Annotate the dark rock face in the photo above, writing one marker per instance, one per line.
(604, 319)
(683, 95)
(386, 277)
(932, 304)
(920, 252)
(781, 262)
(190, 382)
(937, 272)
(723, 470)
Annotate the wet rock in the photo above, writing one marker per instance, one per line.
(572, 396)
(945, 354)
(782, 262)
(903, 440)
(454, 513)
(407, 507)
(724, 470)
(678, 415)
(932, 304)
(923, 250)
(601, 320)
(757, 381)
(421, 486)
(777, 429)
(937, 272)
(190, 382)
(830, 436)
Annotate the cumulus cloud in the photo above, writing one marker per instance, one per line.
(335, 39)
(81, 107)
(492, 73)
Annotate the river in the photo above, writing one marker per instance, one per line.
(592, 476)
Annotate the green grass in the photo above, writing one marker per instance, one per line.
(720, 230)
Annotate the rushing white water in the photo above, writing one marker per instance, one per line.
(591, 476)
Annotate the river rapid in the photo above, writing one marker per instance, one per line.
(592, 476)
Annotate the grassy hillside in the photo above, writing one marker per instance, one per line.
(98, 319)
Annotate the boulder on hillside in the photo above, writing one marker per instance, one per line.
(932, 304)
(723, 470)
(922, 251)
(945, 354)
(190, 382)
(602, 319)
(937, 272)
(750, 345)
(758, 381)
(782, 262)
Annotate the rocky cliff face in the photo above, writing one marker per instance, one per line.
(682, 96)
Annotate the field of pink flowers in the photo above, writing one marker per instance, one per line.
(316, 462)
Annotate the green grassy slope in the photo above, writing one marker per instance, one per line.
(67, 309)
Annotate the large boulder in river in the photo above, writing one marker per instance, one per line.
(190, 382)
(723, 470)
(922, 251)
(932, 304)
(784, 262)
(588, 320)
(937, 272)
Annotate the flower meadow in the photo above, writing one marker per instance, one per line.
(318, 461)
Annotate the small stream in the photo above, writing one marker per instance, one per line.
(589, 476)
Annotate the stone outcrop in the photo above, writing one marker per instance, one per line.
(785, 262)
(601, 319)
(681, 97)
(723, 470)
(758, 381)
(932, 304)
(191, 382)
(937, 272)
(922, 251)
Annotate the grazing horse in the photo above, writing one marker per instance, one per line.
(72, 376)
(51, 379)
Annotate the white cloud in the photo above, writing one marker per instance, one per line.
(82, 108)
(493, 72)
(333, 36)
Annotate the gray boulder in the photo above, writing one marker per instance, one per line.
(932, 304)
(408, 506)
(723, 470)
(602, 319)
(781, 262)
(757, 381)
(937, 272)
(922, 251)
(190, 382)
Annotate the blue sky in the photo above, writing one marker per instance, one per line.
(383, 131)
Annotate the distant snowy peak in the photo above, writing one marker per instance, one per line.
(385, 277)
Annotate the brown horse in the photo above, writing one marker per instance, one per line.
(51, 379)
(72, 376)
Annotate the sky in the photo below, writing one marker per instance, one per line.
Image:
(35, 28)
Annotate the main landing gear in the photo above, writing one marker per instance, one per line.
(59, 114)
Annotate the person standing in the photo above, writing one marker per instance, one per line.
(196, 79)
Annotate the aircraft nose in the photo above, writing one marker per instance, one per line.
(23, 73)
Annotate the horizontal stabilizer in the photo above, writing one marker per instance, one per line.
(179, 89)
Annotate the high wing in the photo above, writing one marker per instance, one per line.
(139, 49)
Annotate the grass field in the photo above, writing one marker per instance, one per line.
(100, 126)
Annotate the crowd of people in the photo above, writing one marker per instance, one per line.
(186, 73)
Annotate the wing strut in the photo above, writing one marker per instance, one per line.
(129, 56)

...

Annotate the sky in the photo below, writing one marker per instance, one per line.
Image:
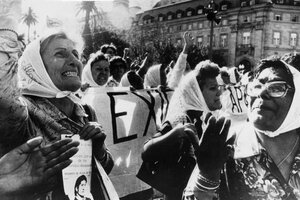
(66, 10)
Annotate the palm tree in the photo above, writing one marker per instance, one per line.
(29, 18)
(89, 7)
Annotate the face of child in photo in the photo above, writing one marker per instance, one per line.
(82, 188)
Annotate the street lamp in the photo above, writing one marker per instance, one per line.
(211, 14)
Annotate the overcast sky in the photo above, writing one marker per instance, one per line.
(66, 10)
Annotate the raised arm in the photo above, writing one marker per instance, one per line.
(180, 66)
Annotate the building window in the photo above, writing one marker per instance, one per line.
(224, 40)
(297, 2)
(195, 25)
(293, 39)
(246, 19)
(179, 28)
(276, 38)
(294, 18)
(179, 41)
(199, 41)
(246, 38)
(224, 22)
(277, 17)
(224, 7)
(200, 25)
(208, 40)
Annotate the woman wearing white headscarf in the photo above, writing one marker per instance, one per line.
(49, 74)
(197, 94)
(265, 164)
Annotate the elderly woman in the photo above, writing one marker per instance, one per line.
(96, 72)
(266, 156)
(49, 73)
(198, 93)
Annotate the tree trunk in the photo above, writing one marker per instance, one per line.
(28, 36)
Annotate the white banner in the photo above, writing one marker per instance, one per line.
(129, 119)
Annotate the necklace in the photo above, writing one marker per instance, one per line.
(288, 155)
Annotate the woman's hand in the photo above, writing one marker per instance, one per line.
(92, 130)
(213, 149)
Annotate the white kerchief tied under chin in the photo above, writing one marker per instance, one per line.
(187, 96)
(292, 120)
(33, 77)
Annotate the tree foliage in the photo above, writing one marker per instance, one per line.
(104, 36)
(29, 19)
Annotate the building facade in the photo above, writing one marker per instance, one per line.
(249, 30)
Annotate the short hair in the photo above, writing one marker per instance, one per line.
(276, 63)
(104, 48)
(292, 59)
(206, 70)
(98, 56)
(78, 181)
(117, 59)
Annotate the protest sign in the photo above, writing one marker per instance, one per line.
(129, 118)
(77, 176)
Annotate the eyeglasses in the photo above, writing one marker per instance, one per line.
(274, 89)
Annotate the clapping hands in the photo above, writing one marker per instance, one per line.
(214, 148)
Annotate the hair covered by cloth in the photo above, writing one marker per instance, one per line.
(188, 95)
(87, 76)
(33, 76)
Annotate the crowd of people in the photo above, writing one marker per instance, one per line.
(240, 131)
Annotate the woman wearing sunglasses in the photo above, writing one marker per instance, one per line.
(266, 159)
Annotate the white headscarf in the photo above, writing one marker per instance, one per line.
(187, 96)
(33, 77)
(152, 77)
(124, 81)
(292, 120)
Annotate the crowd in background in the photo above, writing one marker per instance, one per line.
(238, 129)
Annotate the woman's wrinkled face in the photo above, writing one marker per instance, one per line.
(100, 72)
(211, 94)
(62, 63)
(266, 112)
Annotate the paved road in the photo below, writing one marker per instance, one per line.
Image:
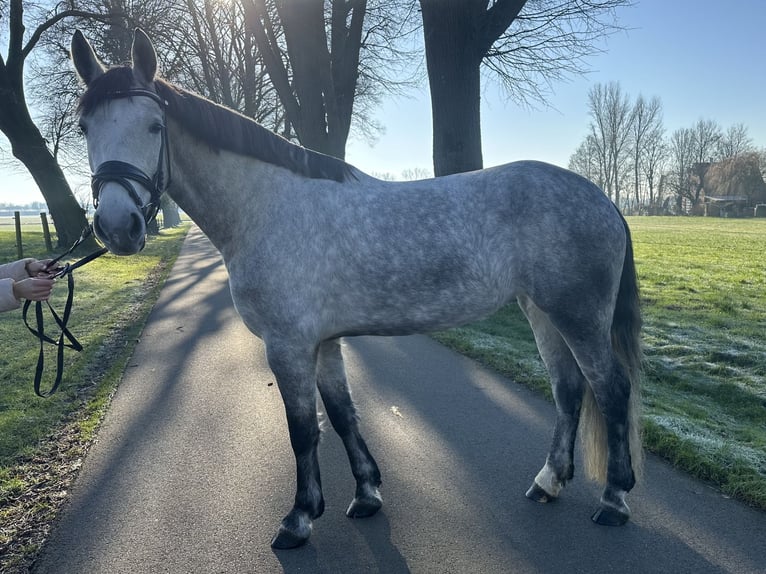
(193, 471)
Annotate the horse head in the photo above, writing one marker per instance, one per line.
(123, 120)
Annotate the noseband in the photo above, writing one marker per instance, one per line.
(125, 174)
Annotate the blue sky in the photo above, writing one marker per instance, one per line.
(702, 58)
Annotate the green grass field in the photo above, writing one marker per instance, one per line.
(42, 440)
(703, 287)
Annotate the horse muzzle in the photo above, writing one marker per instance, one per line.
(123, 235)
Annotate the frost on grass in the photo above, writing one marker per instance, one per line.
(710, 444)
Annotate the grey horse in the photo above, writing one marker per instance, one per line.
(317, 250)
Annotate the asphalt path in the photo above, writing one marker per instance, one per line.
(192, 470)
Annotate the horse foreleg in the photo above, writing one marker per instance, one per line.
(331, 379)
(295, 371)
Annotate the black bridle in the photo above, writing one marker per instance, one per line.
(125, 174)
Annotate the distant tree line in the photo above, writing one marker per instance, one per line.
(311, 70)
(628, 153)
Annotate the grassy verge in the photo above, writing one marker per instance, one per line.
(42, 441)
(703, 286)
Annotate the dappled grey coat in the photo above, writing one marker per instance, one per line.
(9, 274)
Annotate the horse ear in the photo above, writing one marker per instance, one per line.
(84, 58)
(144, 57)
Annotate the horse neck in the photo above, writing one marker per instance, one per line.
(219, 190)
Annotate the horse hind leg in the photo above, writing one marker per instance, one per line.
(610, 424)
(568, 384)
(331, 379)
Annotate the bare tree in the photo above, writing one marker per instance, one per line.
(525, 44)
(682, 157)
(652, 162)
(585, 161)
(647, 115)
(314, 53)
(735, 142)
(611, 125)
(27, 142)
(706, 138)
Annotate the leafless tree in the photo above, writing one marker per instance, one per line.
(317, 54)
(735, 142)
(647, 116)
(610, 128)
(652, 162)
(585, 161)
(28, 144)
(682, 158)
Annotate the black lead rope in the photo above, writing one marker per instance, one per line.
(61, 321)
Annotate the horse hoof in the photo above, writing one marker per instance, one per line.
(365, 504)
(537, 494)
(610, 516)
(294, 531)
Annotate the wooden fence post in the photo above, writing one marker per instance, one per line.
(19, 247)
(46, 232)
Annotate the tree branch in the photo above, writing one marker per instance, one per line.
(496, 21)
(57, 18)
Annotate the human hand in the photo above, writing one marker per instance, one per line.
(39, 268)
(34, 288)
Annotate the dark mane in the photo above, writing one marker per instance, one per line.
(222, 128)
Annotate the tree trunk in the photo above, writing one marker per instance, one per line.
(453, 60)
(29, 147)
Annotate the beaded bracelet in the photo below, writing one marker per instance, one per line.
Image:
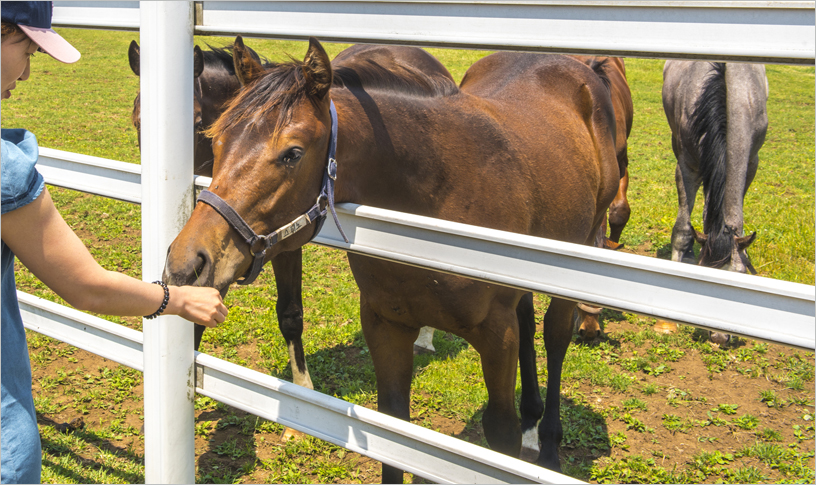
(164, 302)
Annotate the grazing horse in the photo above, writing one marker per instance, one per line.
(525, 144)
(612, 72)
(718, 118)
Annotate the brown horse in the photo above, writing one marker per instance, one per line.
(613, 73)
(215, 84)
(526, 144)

* * *

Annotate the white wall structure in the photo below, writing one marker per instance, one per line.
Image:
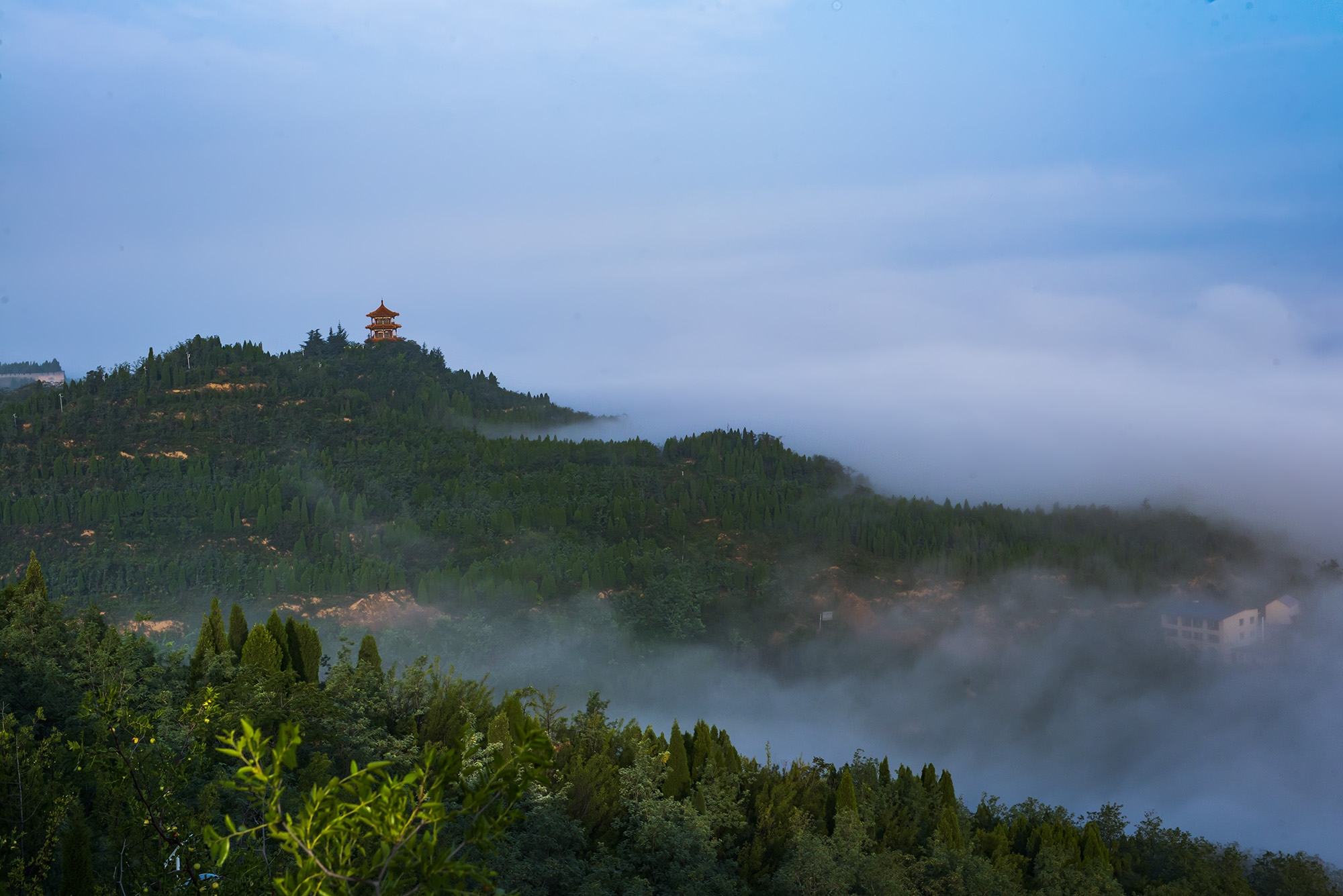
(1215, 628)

JOB
Copy out every line in the items above that contains the word "horse", one per line.

FINISHED EXERCISE
Annotate the grazing horse in the photo above, writing one marker per instance, one per line.
Annotate the brown horse in the photo above, writing one marker per instance, one per line.
Annotate the horse head in the photo above, writing one marker per instance, one per line.
Annotate the horse muzzle in the photo above, writing one marker per instance, one per line.
Annotate the grey horse in the photo above, writing one marker per instance, one per line.
Annotate the horse foreleg in the photo above, writing one marker per instance, one per line.
Annotate the horse ear in the photo above, writing one marker per instance, one per line.
Annotate the horse neck in the photo above, writing one marker per instance, one per line.
Annotate the horse hind leg in the photo above, writing one marker per instance, one per line.
Annotate the horse hoof in the photo above, writing one marker per instance, one per line.
Annotate the grazing horse in the photo above, writing one marker per instance, one per line.
Annotate the brown horse in the photo above, writing one marker per instance, one per line.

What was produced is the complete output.